How many lines in the records below include "after"? Answer with the number only.
- - - - -
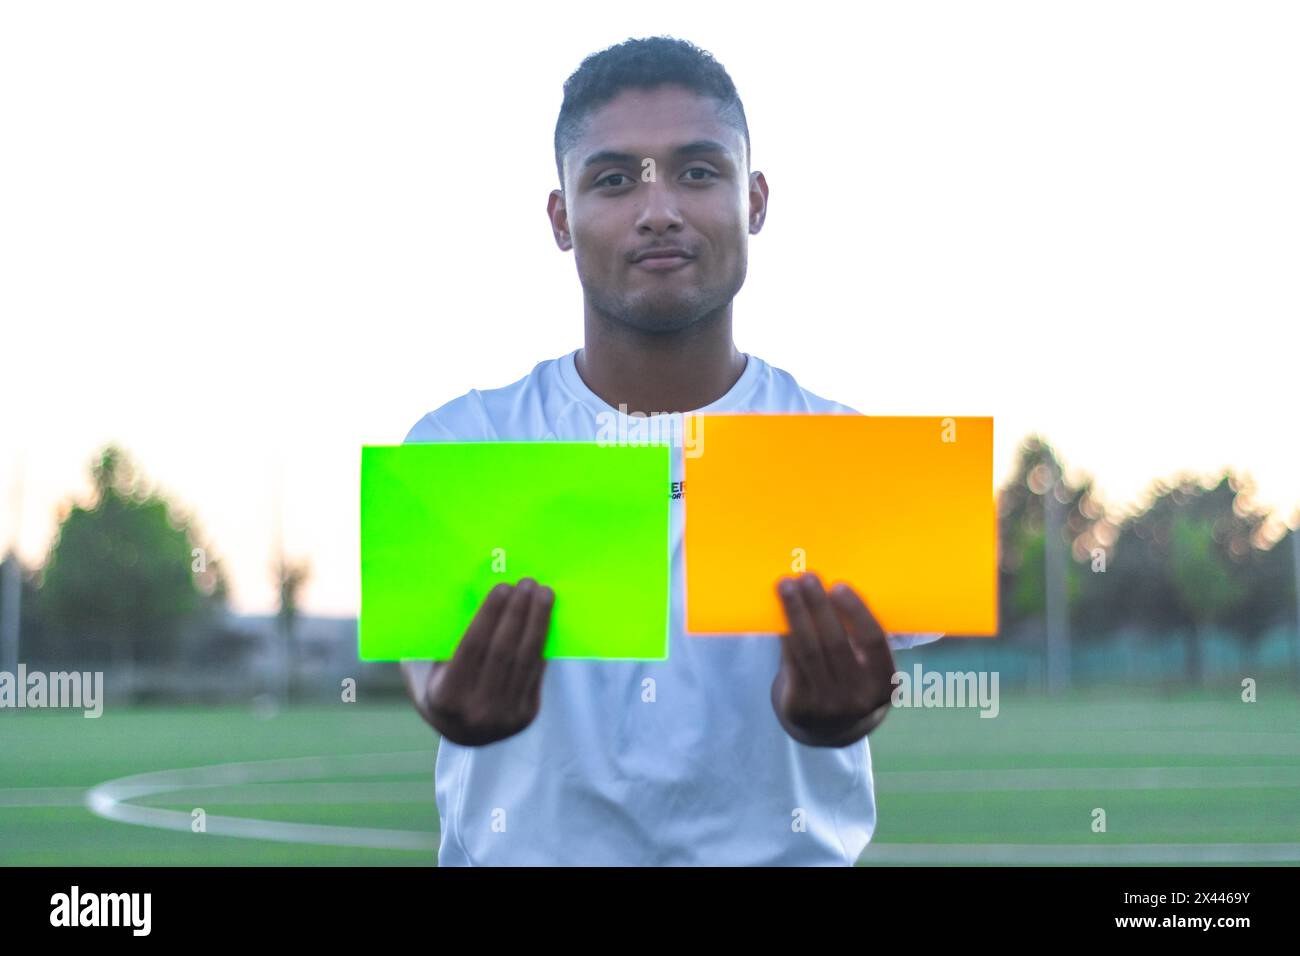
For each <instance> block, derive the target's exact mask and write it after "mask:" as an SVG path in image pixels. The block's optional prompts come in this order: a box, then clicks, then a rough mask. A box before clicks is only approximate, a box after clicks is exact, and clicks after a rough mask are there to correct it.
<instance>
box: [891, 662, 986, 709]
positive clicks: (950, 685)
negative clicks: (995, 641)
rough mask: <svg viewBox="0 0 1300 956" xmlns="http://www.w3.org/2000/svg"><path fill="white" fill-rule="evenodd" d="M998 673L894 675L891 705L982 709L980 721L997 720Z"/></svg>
- - - - -
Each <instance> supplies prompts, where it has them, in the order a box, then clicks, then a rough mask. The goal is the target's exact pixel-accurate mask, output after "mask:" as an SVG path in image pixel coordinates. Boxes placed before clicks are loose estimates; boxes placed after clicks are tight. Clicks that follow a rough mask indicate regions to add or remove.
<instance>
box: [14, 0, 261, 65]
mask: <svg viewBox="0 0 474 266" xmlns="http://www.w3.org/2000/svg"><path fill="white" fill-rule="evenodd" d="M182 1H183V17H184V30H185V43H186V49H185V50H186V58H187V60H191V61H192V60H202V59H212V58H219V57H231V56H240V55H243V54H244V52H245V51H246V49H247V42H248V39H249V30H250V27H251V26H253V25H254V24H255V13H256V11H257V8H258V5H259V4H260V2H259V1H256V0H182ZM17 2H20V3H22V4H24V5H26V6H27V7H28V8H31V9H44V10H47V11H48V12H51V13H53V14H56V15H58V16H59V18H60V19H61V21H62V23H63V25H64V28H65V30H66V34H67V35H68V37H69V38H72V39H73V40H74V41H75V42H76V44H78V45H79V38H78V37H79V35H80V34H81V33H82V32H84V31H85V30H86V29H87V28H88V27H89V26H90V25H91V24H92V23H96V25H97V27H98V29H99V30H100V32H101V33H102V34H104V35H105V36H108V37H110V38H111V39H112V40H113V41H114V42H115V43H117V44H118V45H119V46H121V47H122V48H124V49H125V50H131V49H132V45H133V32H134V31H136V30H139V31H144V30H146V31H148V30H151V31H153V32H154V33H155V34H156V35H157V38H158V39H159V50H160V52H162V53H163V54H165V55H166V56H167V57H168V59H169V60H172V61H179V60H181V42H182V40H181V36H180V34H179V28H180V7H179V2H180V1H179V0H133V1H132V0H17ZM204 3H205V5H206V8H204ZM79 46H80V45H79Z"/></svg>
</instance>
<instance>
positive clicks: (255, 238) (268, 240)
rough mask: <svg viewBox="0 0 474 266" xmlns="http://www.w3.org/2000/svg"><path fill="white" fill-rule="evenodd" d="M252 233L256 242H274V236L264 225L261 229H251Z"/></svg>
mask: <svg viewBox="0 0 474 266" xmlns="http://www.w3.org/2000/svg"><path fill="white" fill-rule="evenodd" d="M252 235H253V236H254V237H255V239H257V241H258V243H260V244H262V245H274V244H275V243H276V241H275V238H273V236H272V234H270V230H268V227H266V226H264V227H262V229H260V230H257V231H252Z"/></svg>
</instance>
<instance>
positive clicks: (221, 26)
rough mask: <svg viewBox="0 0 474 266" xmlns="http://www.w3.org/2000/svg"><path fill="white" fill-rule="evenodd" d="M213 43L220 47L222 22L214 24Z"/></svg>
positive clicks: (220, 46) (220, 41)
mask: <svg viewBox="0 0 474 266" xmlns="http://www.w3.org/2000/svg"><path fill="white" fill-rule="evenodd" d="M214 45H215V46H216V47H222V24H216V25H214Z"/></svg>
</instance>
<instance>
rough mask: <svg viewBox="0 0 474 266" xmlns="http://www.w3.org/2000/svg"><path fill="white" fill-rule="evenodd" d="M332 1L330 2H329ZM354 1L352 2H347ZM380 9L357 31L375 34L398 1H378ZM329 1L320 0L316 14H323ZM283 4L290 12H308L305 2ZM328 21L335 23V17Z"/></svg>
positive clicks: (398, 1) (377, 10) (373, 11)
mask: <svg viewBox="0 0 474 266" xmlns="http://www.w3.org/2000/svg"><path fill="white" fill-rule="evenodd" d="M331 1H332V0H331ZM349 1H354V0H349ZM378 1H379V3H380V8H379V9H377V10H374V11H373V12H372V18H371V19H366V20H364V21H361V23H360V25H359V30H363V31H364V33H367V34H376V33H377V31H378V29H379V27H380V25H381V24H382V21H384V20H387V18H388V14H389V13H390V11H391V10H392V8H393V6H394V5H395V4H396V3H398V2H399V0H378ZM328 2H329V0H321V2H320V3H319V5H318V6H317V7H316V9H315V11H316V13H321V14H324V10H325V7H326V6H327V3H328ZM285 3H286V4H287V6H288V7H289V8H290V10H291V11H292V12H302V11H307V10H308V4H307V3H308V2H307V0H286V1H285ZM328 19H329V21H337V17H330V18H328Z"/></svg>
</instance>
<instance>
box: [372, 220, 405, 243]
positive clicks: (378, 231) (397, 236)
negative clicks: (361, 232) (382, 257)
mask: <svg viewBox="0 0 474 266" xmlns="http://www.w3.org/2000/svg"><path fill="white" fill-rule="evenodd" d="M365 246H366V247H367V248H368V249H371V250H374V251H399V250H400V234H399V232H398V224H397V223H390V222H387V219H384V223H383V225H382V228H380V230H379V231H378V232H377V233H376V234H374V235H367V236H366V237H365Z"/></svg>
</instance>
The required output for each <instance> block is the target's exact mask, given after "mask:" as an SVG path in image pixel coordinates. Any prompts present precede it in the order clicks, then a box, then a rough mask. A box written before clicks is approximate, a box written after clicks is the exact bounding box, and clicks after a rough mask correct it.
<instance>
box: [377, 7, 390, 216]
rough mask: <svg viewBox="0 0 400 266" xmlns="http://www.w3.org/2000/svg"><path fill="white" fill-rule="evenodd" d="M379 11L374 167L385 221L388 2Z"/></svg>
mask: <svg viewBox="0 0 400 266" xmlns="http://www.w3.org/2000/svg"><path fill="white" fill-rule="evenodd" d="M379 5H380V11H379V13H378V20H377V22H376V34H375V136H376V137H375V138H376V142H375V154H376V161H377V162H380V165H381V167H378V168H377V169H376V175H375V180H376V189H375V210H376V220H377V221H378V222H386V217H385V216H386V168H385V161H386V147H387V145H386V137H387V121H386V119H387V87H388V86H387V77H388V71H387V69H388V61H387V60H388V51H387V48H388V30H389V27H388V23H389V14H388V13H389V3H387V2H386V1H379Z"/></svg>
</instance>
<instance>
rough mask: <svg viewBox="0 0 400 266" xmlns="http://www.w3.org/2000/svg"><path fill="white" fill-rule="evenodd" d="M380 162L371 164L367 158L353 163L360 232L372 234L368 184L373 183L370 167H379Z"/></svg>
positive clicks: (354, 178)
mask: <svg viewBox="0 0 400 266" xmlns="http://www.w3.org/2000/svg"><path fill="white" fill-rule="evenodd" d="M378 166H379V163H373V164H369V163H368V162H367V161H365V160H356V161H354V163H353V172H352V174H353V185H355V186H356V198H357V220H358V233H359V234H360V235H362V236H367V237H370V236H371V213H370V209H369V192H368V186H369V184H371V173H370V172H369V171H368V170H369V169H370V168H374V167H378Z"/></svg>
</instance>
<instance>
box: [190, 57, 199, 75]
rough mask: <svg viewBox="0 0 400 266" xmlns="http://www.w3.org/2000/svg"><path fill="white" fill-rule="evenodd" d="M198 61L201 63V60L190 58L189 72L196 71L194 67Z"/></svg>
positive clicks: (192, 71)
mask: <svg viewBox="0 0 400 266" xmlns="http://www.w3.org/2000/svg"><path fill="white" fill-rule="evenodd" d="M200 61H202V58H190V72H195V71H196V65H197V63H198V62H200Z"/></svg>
- - - - -
EXERCISE SOLUTION:
3